[Record list]
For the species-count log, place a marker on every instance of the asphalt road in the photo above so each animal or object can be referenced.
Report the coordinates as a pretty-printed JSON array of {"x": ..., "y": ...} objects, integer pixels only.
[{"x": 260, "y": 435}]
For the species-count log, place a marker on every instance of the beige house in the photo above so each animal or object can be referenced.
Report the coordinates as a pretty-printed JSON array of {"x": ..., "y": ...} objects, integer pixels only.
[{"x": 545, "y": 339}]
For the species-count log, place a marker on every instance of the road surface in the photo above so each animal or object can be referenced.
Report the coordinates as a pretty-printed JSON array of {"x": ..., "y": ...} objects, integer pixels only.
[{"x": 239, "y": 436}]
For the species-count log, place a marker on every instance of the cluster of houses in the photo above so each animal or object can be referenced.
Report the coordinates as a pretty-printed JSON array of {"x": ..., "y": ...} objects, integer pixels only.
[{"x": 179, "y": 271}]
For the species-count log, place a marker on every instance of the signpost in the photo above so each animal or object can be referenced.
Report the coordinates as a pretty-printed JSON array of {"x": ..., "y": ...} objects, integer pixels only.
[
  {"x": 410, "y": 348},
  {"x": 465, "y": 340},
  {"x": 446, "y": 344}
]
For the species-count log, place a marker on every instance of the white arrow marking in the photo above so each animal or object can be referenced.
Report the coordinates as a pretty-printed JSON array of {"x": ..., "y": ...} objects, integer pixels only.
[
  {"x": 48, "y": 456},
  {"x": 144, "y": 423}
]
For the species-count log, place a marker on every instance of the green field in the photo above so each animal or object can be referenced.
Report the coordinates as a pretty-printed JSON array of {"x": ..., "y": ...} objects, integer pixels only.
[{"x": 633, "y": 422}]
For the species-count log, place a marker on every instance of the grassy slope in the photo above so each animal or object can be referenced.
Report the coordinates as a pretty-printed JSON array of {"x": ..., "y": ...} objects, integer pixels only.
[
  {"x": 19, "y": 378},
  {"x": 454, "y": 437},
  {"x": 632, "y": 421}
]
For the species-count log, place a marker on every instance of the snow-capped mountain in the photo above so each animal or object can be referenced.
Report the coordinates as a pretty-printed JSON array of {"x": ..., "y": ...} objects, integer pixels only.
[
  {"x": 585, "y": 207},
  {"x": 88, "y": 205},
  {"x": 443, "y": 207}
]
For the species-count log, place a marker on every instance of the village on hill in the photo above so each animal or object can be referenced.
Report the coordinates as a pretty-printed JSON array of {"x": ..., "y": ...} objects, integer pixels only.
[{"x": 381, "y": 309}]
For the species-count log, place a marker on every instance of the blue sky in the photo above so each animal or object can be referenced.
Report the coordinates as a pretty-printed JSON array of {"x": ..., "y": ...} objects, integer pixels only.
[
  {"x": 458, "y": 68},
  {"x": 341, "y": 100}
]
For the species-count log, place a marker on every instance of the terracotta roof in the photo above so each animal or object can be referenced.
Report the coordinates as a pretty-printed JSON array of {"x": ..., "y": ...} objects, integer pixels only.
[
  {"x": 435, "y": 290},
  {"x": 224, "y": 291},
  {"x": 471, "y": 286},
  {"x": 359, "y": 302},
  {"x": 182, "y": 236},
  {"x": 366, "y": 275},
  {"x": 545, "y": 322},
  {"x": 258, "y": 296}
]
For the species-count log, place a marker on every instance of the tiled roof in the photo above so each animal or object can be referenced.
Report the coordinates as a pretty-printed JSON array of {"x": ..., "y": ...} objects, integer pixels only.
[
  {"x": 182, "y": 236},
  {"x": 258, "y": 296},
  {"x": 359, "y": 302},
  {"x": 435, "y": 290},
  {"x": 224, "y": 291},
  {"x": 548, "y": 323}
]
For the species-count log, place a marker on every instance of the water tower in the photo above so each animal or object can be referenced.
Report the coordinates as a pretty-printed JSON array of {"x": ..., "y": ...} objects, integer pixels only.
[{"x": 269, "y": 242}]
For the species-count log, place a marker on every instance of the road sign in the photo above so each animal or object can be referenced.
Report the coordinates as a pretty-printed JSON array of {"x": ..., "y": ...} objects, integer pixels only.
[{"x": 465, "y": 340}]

[Your task] Give a word-for-word copy of the records.

[Exercise solution]
For the species-count log, place a marker on every instance of the asphalt road in the photo above so each animal or object can be referenced.
Report the coordinates as a pretty-printed JSON array of {"x": ..., "y": ...} objects, integer pixels only.
[{"x": 260, "y": 435}]
For the species-count log, place a marker on every instance of the beige house in the photo above so each animal or object can be referenced.
Report the coordinates as a pretty-printed JSON array of {"x": ..., "y": ...} objects, integer pixels only.
[{"x": 545, "y": 339}]
For the species-count log, place a marker on every instance of the road surface in the photo above so each animal or object can be referenced.
Report the coordinates as a pretty-printed JSON array of {"x": ..., "y": ...} objects, integer pixels only.
[{"x": 239, "y": 436}]
For the species-count log, place a marker on every instance of the cluster of houses in the photo above so each animal or object can be referenced.
Report the coordinates as a pretty-printed JSON array of {"x": ..., "y": ...} objects, integer pixels only.
[{"x": 179, "y": 271}]
For the species-count log, place a marker on every instance of the signpost in the photo above so each animal or object can be referenced.
Report the coordinates as a pretty-printed JSON array of {"x": ..., "y": ...} objects, integer pixels only.
[
  {"x": 410, "y": 348},
  {"x": 465, "y": 340},
  {"x": 446, "y": 344}
]
For the species-count log, place a marker on every instance of the white arrow marking in the photo above so each animal or object can be referenced.
Report the coordinates as a pretty-printed JSON array of {"x": ..., "y": ...} objects, integer pixels only.
[
  {"x": 48, "y": 456},
  {"x": 144, "y": 423}
]
For the species-count log, place a marker on every instance of the green field in the photo above so each animal or object can be referenced.
Report the coordinates as a pretty-printed JSON array of {"x": ..., "y": ...} objects, integer pixels only.
[{"x": 633, "y": 422}]
For the species-count log, place a marker on every instance of the grassy slope in the photo above so each animal or object can be referenced.
Report the coordinates as a pretty-printed JSON array of {"x": ..., "y": ...} objects, integer pixels only.
[
  {"x": 19, "y": 378},
  {"x": 454, "y": 437},
  {"x": 632, "y": 421}
]
For the species-count log, place a marker on every instance of the snow-capped mountain in the photo above so each animal or object can be referenced.
Report the coordinates as a pretty-printed JSON array of {"x": ..., "y": ...} objects, integer pixels only.
[
  {"x": 585, "y": 207},
  {"x": 88, "y": 205},
  {"x": 443, "y": 207}
]
For the species-count log, place a marker on every instance of the village on hill in the photo above so each animal or object can be referenced.
Report the coordinates as a pretty-printed JSON array of {"x": ..., "y": ...} objects, integer pixels only.
[{"x": 381, "y": 309}]
For the species-count log, place a marker on every instance of the blue sky in the photo above so each animal or object can be referenced.
Report the coordinates as a pretty-printed JSON array of {"x": ..., "y": ...} objects, integer pixels only.
[
  {"x": 458, "y": 68},
  {"x": 341, "y": 100}
]
For the species-count log, place a marker on every instance of the terracotta roof in the photo above so each animal or object can be referenced.
Report the coordinates as a pretty-printed JSON array of {"x": ..., "y": ...} objects, integer pixels only.
[
  {"x": 435, "y": 290},
  {"x": 224, "y": 291},
  {"x": 471, "y": 286},
  {"x": 359, "y": 302},
  {"x": 182, "y": 236},
  {"x": 366, "y": 275},
  {"x": 545, "y": 322},
  {"x": 258, "y": 296}
]
For the species-count log, place a marker on every instance of the tiled roof in the photo above so each animal or object can be referenced.
Report the coordinates as a pretty-printed JSON array of {"x": ..., "y": ...} objects, integer pixels only.
[
  {"x": 182, "y": 236},
  {"x": 258, "y": 296},
  {"x": 359, "y": 302},
  {"x": 435, "y": 290},
  {"x": 224, "y": 291},
  {"x": 548, "y": 323}
]
For the species-count log, place a marker on every instance of the water tower in the photo above so each animal or object can be referenced.
Report the coordinates as a pretty-printed JSON array of {"x": ..., "y": ...} objects, integer pixels only.
[{"x": 269, "y": 242}]
For the species-count log, place a marker on every instance of the road sign in the photo above so each animal or object can be referenced.
Report the coordinates as a pretty-printed JSON array of {"x": ..., "y": ...} objects, integer pixels only.
[{"x": 465, "y": 340}]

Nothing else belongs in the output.